--- Dataset records Enclosed Below ---
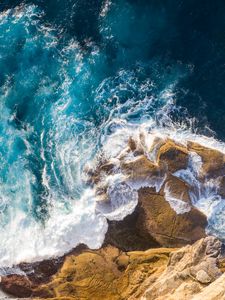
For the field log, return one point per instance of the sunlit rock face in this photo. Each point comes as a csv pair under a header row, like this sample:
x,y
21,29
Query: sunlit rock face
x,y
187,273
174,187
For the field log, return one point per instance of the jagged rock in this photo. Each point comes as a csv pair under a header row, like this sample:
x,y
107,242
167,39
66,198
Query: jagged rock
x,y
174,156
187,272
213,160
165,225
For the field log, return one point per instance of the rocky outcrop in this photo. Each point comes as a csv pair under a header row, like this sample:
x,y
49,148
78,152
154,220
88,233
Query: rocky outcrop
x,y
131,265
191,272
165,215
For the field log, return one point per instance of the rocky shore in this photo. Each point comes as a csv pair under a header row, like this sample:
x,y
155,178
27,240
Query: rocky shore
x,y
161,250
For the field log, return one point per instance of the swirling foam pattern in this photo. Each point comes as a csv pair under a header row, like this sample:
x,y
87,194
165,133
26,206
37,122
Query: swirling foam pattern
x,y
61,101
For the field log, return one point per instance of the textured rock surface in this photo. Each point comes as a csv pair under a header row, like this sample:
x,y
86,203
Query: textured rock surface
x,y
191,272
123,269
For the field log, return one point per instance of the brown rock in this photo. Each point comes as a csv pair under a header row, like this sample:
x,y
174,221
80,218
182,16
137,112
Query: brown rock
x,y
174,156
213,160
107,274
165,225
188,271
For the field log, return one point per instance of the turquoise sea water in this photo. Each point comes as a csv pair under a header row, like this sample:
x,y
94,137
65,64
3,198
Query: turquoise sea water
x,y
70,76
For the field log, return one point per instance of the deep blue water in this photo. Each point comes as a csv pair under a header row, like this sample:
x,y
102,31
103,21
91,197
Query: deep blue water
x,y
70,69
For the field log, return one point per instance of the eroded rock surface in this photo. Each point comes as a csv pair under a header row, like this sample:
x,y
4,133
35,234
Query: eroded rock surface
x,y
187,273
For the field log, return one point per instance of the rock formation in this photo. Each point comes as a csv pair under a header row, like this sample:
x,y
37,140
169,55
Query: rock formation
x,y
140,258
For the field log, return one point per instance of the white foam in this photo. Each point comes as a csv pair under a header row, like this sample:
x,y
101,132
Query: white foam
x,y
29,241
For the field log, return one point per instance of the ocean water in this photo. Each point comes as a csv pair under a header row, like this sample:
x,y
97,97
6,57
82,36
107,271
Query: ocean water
--- End of Enclosed Dataset records ---
--- Dataset records Enclosed Below ---
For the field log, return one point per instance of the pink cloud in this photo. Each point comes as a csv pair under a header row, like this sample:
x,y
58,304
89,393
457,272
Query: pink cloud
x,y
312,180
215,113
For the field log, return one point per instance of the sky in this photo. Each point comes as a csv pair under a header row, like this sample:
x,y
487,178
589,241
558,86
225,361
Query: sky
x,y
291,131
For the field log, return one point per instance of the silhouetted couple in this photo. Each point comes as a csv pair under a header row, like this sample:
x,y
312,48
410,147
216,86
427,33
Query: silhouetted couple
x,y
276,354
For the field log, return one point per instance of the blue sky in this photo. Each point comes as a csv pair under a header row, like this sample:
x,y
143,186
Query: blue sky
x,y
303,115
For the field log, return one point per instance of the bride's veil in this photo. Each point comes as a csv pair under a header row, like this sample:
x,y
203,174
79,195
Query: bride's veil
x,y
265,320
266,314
--- End of Enclosed Dataset records ---
Your task: Count every line of the entries that includes "ocean", and say the number alone.

Response: 2